• _Exercise requirements_:
Reproduce the lines running from the line containing "flower basket, which" up to and including the line containing "pixel 833 232", with "traffic light" replaced by "street lamp" and everything else unchanged.
── Supplied information
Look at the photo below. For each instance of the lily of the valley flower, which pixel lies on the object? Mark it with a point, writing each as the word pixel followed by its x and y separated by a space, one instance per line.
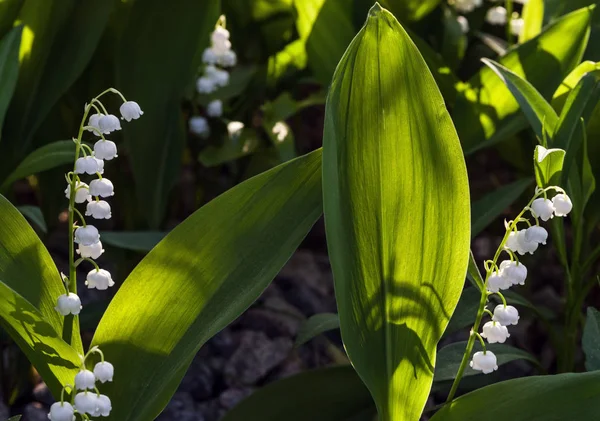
pixel 99 279
pixel 484 361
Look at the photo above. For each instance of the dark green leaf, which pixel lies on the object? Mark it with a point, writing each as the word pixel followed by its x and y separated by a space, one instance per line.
pixel 199 278
pixel 539 398
pixel 326 394
pixel 489 207
pixel 591 340
pixel 396 206
pixel 315 325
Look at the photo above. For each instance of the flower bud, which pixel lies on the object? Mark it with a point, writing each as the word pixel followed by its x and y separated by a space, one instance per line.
pixel 215 108
pixel 61 411
pixel 109 123
pixel 82 192
pixel 94 251
pixel 562 204
pixel 102 188
pixel 99 279
pixel 536 234
pixel 98 209
pixel 542 208
pixel 485 362
pixel 506 315
pixel 495 332
pixel 104 371
pixel 87 235
pixel 85 379
pixel 105 149
pixel 68 304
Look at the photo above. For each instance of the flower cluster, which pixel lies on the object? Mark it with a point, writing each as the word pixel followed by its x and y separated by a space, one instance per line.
pixel 512 272
pixel 90 161
pixel 89 401
pixel 216 58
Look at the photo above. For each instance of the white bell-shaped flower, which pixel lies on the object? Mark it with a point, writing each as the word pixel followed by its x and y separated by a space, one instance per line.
pixel 542 208
pixel 93 124
pixel 102 188
pixel 506 315
pixel 104 371
pixel 99 279
pixel 68 304
pixel 98 209
pixel 562 204
pixel 536 234
pixel 485 362
pixel 497 281
pixel 199 126
pixel 87 235
pixel 94 251
pixel 109 123
pixel 87 402
pixel 496 16
pixel 495 332
pixel 105 149
pixel 87 165
pixel 84 380
pixel 82 192
pixel 227 59
pixel 130 110
pixel 215 108
pixel 104 405
pixel 205 85
pixel 61 411
pixel 515 272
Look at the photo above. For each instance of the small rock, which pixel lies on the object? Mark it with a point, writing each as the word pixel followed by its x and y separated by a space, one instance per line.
pixel 231 397
pixel 35 411
pixel 255 357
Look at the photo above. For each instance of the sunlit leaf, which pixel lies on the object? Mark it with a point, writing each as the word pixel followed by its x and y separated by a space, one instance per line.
pixel 199 278
pixel 396 206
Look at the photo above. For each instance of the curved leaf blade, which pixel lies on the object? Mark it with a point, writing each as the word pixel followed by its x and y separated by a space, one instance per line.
pixel 538 398
pixel 391 163
pixel 326 394
pixel 199 278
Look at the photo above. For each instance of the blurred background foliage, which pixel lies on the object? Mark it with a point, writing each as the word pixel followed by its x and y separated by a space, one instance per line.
pixel 56 54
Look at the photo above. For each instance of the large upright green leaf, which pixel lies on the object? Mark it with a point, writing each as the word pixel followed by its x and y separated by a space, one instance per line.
pixel 27 268
pixel 159 53
pixel 486 113
pixel 199 278
pixel 52 357
pixel 326 394
pixel 540 398
pixel 396 204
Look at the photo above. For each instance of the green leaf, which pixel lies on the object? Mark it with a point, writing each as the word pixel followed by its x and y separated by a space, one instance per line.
pixel 199 278
pixel 396 204
pixel 533 17
pixel 548 164
pixel 485 210
pixel 591 340
pixel 235 145
pixel 485 113
pixel 315 325
pixel 52 357
pixel 539 113
pixel 325 394
pixel 142 241
pixel 167 60
pixel 27 268
pixel 45 158
pixel 35 215
pixel 539 398
pixel 450 357
pixel 9 67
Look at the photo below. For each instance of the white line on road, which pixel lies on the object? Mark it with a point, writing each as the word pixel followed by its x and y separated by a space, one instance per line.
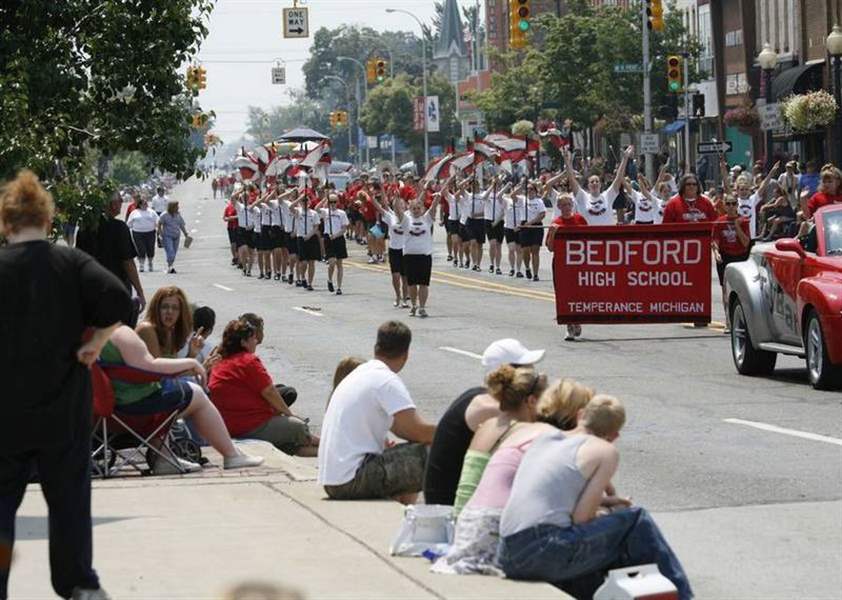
pixel 462 352
pixel 793 432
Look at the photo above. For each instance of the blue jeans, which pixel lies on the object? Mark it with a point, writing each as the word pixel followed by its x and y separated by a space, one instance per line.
pixel 570 557
pixel 171 247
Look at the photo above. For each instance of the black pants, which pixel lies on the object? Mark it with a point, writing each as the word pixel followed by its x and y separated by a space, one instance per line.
pixel 65 475
pixel 144 243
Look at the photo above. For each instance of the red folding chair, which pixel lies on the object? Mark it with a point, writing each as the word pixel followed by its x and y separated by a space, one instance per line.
pixel 142 430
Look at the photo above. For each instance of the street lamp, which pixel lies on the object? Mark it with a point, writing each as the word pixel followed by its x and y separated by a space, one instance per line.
pixel 423 79
pixel 768 61
pixel 834 48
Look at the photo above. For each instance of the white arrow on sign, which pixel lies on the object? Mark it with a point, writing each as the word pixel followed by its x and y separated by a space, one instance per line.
pixel 296 22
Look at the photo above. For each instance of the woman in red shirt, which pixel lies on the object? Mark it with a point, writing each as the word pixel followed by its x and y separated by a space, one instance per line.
pixel 731 242
pixel 248 400
pixel 567 218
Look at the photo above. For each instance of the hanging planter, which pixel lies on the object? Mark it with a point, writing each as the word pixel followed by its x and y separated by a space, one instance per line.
pixel 811 111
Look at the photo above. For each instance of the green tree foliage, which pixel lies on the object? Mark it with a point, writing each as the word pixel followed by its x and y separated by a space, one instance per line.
pixel 79 76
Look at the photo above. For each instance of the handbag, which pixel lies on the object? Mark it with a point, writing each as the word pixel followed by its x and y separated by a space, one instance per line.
pixel 425 527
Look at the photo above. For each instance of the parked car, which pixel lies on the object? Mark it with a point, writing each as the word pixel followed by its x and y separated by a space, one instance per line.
pixel 787 299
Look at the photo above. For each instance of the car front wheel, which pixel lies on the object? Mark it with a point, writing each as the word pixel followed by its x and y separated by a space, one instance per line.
pixel 747 359
pixel 823 374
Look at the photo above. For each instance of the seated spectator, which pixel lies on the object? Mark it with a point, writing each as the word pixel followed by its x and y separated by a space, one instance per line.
pixel 459 422
pixel 354 462
pixel 127 348
pixel 561 524
pixel 477 536
pixel 248 401
pixel 516 391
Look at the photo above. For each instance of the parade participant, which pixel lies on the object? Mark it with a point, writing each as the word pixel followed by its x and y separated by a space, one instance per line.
pixel 516 391
pixel 567 218
pixel 307 224
pixel 731 243
pixel 335 223
pixel 143 222
pixel 463 417
pixel 46 413
pixel 354 461
pixel 515 209
pixel 594 204
pixel 689 206
pixel 553 527
pixel 229 217
pixel 494 211
pixel 397 239
pixel 418 253
pixel 247 399
pixel 530 231
pixel 477 534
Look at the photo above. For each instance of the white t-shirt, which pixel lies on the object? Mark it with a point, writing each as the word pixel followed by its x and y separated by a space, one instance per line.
pixel 334 219
pixel 397 237
pixel 143 220
pixel 596 209
pixel 358 419
pixel 747 209
pixel 419 237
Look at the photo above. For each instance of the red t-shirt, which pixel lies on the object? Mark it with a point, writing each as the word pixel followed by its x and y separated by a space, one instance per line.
pixel 820 199
pixel 725 235
pixel 230 211
pixel 235 386
pixel 678 210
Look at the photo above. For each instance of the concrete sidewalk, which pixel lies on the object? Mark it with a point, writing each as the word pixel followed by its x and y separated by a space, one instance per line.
pixel 196 536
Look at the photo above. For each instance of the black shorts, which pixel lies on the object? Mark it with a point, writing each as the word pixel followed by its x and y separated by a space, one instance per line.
pixel 396 261
pixel 475 230
pixel 336 248
pixel 418 268
pixel 531 236
pixel 494 232
pixel 309 249
pixel 727 260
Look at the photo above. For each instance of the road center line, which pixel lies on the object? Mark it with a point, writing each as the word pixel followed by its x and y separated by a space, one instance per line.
pixel 793 432
pixel 462 352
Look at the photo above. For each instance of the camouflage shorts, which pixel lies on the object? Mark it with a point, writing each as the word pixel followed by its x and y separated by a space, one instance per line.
pixel 399 470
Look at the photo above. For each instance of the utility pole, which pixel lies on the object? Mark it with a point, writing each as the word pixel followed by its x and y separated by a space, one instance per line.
pixel 647 89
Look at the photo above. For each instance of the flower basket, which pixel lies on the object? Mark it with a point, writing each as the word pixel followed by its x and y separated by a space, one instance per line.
pixel 744 117
pixel 807 112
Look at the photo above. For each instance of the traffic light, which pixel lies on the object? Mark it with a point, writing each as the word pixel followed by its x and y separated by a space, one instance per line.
pixel 370 71
pixel 655 11
pixel 520 12
pixel 674 78
pixel 380 70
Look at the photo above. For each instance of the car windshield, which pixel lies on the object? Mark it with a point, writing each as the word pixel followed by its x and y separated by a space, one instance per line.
pixel 833 232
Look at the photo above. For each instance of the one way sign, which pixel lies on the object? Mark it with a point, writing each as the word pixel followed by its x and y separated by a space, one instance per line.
pixel 296 22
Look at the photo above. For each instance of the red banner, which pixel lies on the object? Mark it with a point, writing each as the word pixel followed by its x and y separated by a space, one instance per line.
pixel 633 274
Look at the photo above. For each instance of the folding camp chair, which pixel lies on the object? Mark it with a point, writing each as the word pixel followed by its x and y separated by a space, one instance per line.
pixel 119 439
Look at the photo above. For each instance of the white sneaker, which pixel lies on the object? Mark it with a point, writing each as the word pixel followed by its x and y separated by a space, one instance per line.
pixel 164 467
pixel 241 461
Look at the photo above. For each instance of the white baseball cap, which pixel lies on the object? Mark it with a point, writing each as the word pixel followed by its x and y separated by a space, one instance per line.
pixel 509 351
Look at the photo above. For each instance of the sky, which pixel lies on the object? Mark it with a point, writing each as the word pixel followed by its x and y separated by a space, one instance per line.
pixel 251 30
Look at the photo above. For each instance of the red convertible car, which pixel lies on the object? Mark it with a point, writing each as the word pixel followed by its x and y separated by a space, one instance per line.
pixel 787 299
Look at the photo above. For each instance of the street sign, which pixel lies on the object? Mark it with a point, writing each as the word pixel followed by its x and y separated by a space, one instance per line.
pixel 296 23
pixel 649 143
pixel 770 117
pixel 714 147
pixel 279 75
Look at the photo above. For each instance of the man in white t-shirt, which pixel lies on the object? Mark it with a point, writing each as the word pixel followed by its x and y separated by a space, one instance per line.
pixel 354 460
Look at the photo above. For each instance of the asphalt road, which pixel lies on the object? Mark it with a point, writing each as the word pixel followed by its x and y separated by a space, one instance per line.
pixel 679 454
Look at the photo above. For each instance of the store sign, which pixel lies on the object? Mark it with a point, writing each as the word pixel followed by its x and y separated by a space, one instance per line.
pixel 633 274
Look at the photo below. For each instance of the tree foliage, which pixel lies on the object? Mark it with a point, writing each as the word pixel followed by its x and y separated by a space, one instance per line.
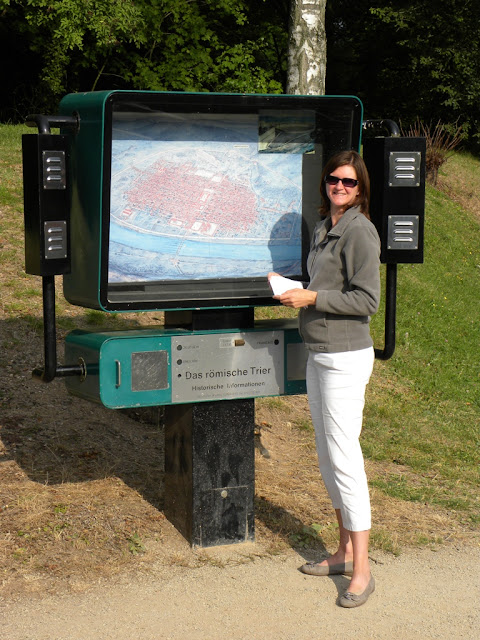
pixel 81 45
pixel 408 59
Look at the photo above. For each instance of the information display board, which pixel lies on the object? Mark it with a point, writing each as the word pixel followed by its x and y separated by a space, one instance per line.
pixel 183 201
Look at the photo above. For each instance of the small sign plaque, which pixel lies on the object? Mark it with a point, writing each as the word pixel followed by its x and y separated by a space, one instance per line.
pixel 227 366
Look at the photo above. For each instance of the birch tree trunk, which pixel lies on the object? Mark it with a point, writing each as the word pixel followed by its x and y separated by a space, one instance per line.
pixel 307 55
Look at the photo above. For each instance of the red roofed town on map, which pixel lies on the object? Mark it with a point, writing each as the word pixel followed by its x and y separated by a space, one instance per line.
pixel 186 197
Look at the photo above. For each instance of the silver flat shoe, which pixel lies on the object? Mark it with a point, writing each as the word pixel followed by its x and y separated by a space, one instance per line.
pixel 350 600
pixel 315 569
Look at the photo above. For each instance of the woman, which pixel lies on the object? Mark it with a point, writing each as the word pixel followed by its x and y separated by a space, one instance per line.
pixel 335 310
────
• _Exercise result_:
Look at the photo above. For each instance of the flower basket, which pixel lies on the object? Mark it with a point, writing each as the word pixel followed by its x and y separated by a space, one instance per line.
pixel 744 117
pixel 807 112
Look at the photo above. For each instance of the street lamp, which pixel lies on the object? Mark it with a point, writing each as the word pixel followed by its x and y separated by a space, one instance per line.
pixel 370 71
pixel 655 11
pixel 520 12
pixel 674 78
pixel 380 70
Look at the photo above. For each instance of the car windshield, which pixel lies on the object? Mark it with a point, writing each as the word pixel followed by its x and y separated by a space, one instance per line.
pixel 833 232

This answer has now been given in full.